> **Study text**:
_ _ _
Step 2: Find a threshold $\tau$ such that for a new example $(x,y)$, $\Pr[s(x,y) \leq \tau] = 0.9$. An easy way to do this is using a holdout set. 

Step 3: On a new example $x$, given a point prediction $f(x)$, produce the prediction set $P(x) = \{y : s(x,y) \leq \tau\}$. 

Thats it! Nice and simple. Check out this recent survey by Angelopolous and Bates for an accessible introduction to conformal prediction. 

But a few things could go wrong. First, the technique of using a holdout set only works if the data is i.i.d. or more generally exchangable --- i.e. the data distribution should be permutation invariant. But maybe its coming from some changing distribution. If the distribution has changed in an expected and well behaved way, there are some fixes that let you apply the same framework, but if not you are likely in trouble.

A joke about non-exchangable data

Second, an average over everyone might not be what you care about. If we are in a personalized medicine setting, you might care about the reliability of predictions not just overall, but for women with a family history of diabetes and egg allergies --- or whatever else you think is medically relevant about you as an individual.

This is the problem that we want to solve: How to give prediction sets that cover their label 90% of the time even if we make no assumptions at all about the data generating process, and even if we care about coverage conditional on arbitrary intersecting subsets of the data.

We want stronger guarantees in another way too. If you think about our goal, there is a way to cheat: 90% of the time, predict the (trivial) set of all labels. 10% of the time predict the empty set. This covers the real label 90% of the time, but is completely uninformative.

To avoid this "solution", we also ask that our predictions be threshold calibrated. Remember our prediction sets have the form $P_t(x) = \{y : s(x,y) \leq \tau_t\}$. Now the threshold $\tau_t$ might be different every day. But we want 90% coverage even conditional on the value of $\tau_t$.

This rules out cheating. Remarkably (I think!), for every set of groups specified ahead of time, we're able to guarantee that even if the data is generated by an adversary, that our empirical coverage converges to 90% at the statistically optimal rate. Here is what that means:

Pick a threshold $\tau$ and group $G$. Consider all $n_{\tau,G}$ rounds in which the example $x$ was in $G$, and in which we predicted threshold $\tau$.  We promise that on this set, we cover 90% $\pm$ $1/\sqrt{n_{\tau,G}}$ of the labels. This is the best you could do even with a known distribution.
_ _ _
> **Data to examine**:
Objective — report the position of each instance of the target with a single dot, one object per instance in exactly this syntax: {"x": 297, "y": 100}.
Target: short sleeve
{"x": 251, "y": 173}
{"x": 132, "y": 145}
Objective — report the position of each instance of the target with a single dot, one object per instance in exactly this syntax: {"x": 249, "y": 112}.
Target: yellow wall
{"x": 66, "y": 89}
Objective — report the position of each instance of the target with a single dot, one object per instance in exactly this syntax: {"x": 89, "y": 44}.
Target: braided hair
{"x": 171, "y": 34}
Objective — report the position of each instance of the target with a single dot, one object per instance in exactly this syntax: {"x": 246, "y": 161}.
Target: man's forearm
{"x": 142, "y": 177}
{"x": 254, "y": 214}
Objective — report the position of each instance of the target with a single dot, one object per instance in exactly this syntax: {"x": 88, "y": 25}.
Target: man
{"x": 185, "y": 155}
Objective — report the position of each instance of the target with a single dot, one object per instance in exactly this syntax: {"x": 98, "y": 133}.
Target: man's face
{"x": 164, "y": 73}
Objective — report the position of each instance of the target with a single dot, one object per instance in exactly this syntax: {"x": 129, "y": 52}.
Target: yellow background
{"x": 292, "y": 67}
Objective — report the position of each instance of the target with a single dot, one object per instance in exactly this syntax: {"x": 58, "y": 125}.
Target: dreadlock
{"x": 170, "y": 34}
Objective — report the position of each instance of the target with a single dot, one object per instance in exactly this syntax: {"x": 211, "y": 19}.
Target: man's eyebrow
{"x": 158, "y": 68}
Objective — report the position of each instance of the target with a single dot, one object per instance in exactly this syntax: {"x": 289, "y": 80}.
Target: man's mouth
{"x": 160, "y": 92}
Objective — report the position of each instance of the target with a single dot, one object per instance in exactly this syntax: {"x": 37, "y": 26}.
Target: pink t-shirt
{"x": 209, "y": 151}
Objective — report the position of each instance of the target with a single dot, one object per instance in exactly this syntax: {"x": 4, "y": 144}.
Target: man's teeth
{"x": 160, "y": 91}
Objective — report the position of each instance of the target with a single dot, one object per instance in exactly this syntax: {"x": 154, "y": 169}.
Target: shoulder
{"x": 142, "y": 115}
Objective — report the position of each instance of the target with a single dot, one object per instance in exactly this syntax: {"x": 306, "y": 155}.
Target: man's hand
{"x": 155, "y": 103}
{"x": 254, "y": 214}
_ _ _
> **The task**: In the conformal prediction text, what does Step 2 name as an easy way to find the threshold?

> **Output of the exercise**: Using a holdout set.